Render the lines from the one containing "Task: indicate the white cloud" through the one containing "[(345, 76)]", both included, as a JSON list of strings with one string per line and blank lines omitted. Include no other lines.
─── EXCERPTED DATA ───
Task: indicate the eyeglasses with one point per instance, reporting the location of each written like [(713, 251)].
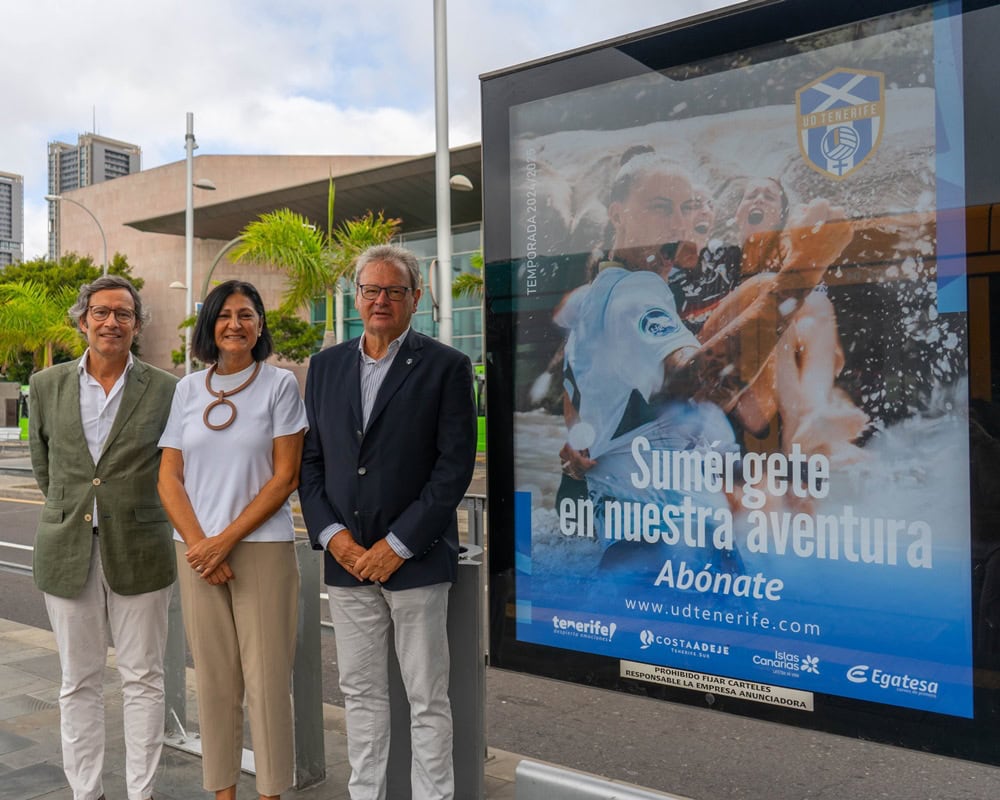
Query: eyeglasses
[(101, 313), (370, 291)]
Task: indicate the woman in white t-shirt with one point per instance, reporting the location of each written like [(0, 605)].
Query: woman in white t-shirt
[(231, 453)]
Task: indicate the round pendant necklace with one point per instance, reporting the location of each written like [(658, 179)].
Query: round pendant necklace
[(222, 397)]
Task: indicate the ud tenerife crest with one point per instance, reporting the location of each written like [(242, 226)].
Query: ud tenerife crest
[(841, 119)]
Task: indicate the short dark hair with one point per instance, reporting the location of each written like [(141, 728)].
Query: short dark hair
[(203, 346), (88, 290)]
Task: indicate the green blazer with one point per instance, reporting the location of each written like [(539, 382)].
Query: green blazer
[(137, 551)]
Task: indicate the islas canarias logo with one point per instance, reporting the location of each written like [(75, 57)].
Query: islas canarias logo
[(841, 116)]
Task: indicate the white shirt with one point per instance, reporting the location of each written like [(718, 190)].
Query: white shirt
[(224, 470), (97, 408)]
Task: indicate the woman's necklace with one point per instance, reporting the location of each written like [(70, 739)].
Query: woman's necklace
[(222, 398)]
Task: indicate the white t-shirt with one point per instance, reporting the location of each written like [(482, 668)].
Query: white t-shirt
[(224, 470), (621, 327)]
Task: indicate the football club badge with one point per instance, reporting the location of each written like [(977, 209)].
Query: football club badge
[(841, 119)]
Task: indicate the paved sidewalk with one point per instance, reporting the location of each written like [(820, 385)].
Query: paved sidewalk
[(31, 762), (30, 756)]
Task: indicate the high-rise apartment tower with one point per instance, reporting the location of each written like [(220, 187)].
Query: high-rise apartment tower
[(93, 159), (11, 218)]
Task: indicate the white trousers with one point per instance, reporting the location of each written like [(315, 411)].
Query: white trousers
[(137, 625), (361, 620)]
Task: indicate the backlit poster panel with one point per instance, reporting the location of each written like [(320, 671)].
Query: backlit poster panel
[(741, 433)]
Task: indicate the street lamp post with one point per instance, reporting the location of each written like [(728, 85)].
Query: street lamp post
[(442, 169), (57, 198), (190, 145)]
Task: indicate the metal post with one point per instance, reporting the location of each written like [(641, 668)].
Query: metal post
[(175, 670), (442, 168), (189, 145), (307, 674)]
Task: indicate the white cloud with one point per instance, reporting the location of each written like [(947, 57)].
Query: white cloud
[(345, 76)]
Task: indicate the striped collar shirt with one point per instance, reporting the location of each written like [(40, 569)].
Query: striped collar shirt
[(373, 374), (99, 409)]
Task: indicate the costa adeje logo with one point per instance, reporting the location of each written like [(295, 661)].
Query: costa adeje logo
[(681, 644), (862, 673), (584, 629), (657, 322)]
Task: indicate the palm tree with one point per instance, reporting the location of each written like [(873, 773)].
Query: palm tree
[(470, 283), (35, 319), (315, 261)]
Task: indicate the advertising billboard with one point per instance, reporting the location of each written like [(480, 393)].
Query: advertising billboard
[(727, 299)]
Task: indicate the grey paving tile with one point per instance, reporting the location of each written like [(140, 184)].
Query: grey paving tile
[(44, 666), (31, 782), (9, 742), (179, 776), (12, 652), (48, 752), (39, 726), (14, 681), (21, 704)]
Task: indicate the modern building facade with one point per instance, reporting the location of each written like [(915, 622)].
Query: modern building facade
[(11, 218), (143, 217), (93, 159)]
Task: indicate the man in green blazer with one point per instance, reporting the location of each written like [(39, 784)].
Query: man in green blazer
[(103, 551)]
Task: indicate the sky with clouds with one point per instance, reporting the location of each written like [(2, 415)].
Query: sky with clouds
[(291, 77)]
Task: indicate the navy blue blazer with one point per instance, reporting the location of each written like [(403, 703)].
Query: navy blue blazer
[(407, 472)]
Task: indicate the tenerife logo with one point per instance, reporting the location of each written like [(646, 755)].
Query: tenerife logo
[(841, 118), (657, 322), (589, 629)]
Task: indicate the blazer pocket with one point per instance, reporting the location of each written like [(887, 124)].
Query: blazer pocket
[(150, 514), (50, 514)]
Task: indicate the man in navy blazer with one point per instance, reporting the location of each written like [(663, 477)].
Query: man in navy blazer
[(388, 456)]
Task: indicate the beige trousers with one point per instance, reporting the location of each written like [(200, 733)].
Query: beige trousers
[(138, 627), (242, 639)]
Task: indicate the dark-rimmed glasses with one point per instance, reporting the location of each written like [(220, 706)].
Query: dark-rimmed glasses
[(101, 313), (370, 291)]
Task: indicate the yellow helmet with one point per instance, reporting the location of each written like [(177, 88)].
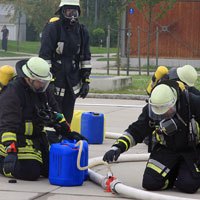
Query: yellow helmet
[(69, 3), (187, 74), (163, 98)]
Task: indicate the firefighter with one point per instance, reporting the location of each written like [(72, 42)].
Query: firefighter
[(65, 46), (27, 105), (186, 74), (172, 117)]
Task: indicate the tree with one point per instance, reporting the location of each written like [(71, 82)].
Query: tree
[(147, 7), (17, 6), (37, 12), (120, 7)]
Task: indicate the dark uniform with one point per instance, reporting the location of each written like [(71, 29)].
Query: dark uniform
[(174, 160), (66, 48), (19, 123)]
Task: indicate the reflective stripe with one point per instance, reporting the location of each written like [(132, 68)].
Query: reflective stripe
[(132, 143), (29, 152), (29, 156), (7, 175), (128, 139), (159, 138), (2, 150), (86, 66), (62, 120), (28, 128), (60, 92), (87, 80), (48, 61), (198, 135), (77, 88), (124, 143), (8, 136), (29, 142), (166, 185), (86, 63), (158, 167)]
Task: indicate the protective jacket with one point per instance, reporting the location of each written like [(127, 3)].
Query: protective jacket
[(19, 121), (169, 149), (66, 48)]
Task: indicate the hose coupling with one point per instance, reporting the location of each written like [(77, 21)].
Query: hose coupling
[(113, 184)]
───
• [RESPONSE]:
[
  "Task: indicate the white cloud with one point per instance, reporting the location of each written like [(947, 57)].",
  "Query: white cloud",
  "[(345, 76)]"
]